Exercise: Which lines in the material below contain the word "guitar"? Gather every one of them, treating uppercase and lowercase as different.

Items for identifying locations:
◇ ◇ ◇

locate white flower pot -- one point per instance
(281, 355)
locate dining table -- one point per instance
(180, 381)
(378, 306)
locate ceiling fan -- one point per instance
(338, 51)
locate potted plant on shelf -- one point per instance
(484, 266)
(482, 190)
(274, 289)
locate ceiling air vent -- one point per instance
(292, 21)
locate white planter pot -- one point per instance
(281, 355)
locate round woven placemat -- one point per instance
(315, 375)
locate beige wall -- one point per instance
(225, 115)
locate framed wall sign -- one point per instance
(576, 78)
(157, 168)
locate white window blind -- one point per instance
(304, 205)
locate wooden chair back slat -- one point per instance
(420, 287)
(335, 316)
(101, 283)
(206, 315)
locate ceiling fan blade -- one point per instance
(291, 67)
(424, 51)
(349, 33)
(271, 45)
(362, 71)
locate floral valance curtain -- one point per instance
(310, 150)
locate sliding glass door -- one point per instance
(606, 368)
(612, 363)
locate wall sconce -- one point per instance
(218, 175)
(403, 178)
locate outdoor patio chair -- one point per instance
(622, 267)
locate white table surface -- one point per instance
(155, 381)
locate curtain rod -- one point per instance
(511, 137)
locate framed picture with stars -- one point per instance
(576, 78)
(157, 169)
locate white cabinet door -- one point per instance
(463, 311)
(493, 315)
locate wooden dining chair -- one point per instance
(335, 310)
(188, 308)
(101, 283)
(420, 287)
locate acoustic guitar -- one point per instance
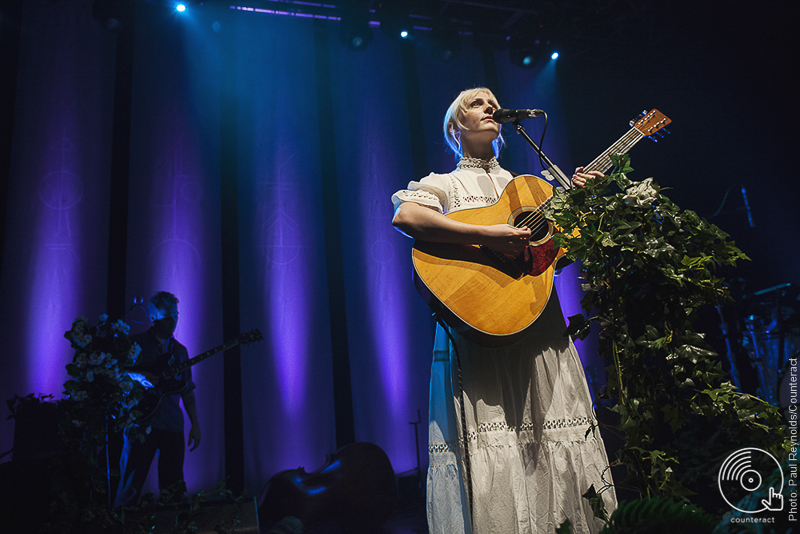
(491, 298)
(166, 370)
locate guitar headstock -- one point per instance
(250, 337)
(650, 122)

◇ ◇ ◇

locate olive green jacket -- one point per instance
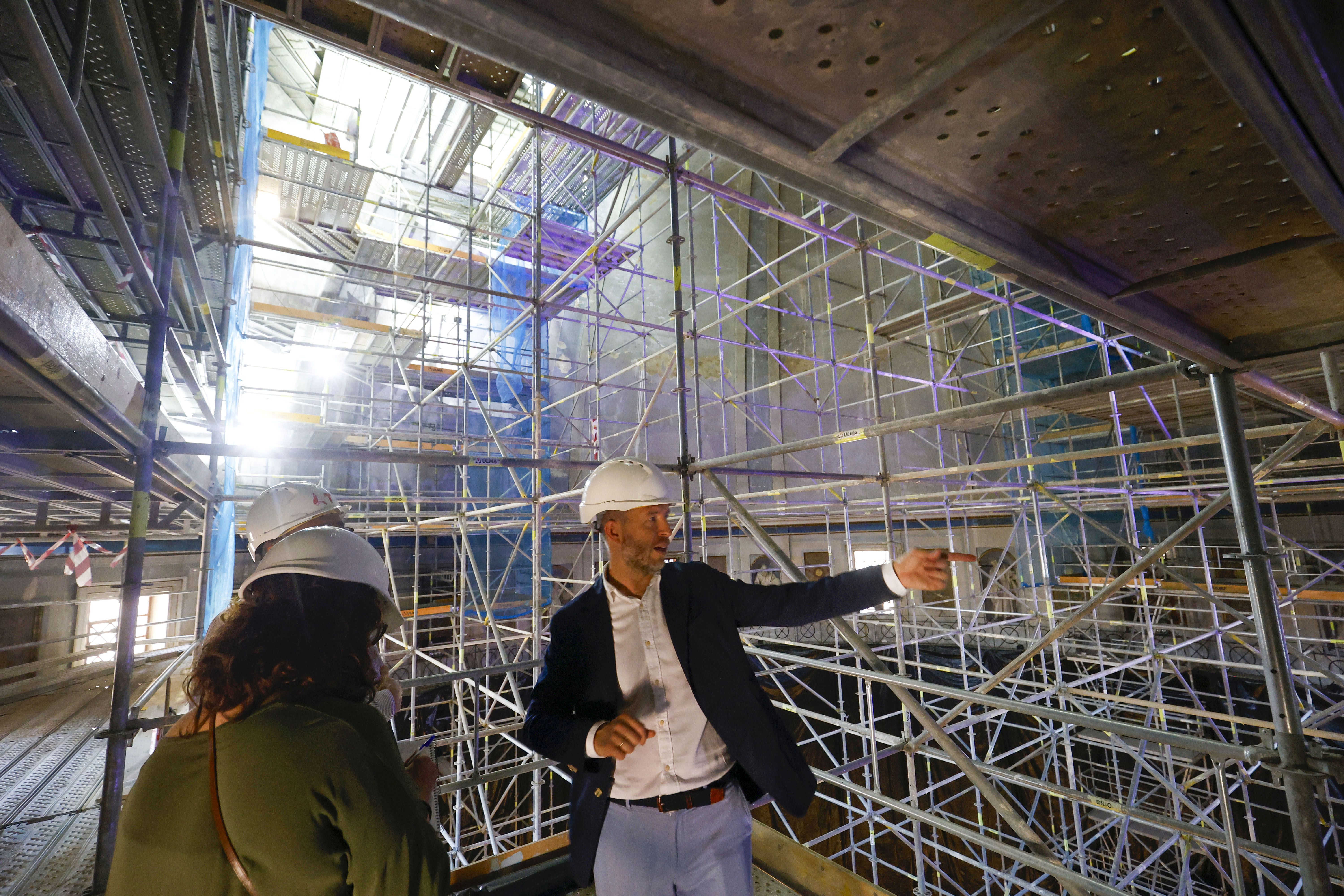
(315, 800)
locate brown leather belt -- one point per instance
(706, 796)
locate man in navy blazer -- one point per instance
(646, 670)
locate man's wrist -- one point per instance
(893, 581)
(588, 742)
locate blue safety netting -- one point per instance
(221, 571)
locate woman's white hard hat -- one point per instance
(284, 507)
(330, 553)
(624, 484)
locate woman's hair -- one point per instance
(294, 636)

◇ ◇ ◇

Answer in full:
locate acoustic guitar -- one point per instance
locate guitar headstock -- one point per instance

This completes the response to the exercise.